[[ Text section, beginning ]]

STEAM in Education – A hot topic globally
STEAM, which means Science Technology Engineering Arts and Mathematics is a rising star if we are talking about trends in education.
BETT Show held in London every January, the largest event in the world in learning technology, is typically full of STEAM related material and boots. In a certain STEAM village area many service providers and companies bring their very best to showcase the world what is hot and what is not in education. Last time the whole area was an interactive space to try out solutions for STEAM to be implemented in classrooms and enhance learning. MicroBits, robots, electronics, drones, Arduinos, Legos and other cool stuff was available to test.
Four years ago my school started a transformation towards a 21st Century School, enabling students to train their future skills like creativity, critical thinking, problem solving and use of technology. Because we are in Finland, students are of course our focus area number one but the other goal was to help teachers to do more co-operation and combine their strengths. What a great opportunity to have STEAM as an umbrella to combine subjects and teachers! Like many countries Finnish kids are taught by subject teachers at lower secondary schools. Subject teachers have normally two subjects to teach. The structure is very much subject oriented and classroom oriented and as a headmaster, it is a challenge to organize timetables so that teachers can co-operate. With teachers who teach grades 1-6, and who teach most of the subjects by themselves, is much easier to do cross curriculum work. This is one of the challenges we started to tackle.

[[ Text section, end ]]
[[ Material supplied, beginning ]]

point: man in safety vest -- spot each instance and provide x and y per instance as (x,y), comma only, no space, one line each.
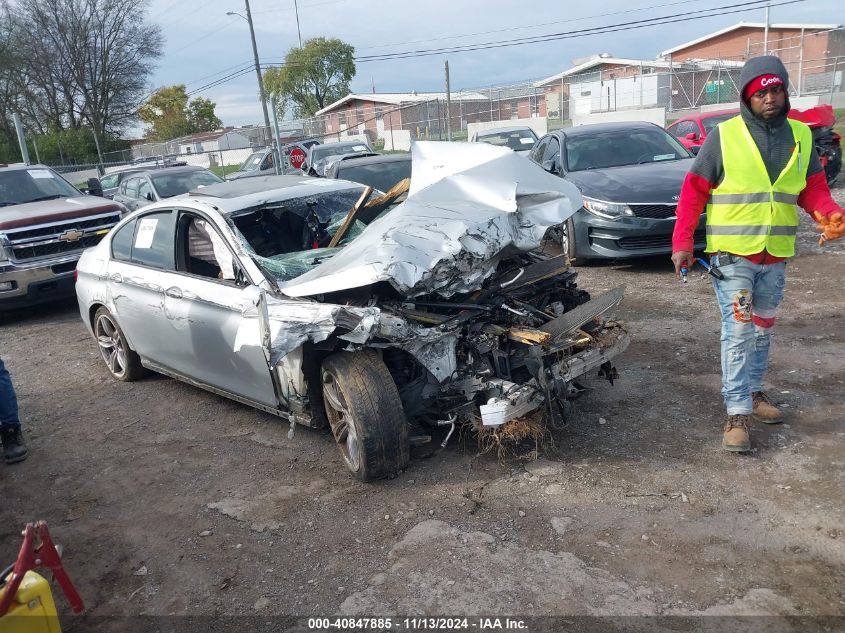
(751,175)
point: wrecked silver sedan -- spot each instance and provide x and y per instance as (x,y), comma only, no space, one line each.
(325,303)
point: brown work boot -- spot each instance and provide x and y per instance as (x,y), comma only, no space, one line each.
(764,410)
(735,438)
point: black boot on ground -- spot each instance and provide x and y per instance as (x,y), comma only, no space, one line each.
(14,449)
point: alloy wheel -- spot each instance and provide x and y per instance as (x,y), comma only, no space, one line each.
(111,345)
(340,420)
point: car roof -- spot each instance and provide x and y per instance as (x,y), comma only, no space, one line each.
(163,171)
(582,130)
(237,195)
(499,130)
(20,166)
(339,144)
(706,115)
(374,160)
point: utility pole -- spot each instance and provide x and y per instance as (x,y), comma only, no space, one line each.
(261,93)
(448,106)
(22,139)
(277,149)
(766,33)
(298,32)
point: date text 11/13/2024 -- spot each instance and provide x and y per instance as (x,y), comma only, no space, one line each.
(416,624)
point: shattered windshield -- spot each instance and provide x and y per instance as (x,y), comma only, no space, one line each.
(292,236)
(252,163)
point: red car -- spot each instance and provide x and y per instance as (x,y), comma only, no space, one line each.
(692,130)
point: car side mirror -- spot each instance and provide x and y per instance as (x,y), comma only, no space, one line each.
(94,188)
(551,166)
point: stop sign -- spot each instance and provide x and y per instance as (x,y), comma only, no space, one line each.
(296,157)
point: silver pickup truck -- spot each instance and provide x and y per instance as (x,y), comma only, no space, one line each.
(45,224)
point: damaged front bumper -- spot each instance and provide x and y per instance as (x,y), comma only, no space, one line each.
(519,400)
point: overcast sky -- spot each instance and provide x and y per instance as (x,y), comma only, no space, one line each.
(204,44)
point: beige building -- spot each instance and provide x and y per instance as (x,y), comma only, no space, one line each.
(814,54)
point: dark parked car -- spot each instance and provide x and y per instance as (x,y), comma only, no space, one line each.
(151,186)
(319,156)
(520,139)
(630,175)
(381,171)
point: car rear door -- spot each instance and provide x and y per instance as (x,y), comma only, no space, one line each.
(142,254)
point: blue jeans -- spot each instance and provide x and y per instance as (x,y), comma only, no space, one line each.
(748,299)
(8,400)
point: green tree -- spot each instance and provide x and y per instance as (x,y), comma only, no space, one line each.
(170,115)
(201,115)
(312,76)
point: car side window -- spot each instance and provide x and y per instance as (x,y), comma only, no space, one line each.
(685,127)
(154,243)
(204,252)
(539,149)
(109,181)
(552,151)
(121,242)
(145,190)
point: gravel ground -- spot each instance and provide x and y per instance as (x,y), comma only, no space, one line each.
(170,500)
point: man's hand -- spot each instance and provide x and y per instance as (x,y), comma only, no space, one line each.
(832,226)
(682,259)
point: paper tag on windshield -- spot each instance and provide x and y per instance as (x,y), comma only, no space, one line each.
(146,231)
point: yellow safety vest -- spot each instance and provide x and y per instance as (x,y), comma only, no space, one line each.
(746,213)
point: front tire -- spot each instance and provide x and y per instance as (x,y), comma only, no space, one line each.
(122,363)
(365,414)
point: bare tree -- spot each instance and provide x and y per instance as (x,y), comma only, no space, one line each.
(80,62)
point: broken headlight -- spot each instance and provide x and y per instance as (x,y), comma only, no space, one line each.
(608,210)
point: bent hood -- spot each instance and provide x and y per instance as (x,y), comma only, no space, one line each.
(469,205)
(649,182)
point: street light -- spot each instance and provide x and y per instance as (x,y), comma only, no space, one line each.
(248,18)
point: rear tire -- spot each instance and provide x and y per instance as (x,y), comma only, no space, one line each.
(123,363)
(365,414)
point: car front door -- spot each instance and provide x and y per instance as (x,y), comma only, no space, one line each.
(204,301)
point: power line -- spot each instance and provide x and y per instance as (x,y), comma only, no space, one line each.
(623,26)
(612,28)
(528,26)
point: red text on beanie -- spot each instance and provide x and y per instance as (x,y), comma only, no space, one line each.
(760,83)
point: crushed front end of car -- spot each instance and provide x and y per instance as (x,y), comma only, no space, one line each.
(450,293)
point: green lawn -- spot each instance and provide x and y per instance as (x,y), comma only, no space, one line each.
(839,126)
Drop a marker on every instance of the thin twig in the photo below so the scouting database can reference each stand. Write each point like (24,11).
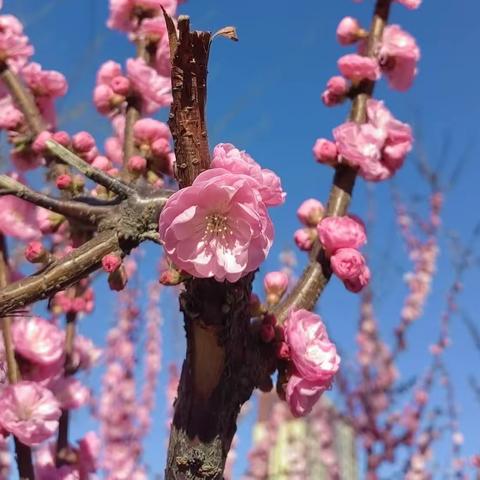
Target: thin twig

[[ Material supplied, end ]]

Brief 1:
Using the STEAM in education text above, answer these questions:
(a) In what city is the BETT Show held, and in which month?
(b) How many subjects do subject teachers normally teach?
(c) How many years ago did the school begin its transformation toward a 21st Century School?
Brief 2:
Write out everything in the STEAM in education text above from "BETT Show held" down to "available to test.", with no changes.

Response area 1:
(a) London, in January.
(b) Two.
(c) Four years ago.

Response area 2:
BETT Show held in London every January, the largest event in the world in learning technology, is typically full of STEAM related material and boots. In a certain STEAM village area many service providers and companies bring their very best to showcase the world what is hot and what is not in education. Last time the whole area was an interactive space to try out solutions for STEAM to be implemented in classrooms and enhance learning. MicroBits, robots, electronics, drones, Arduinos, Legos and other cool stuff was available to test.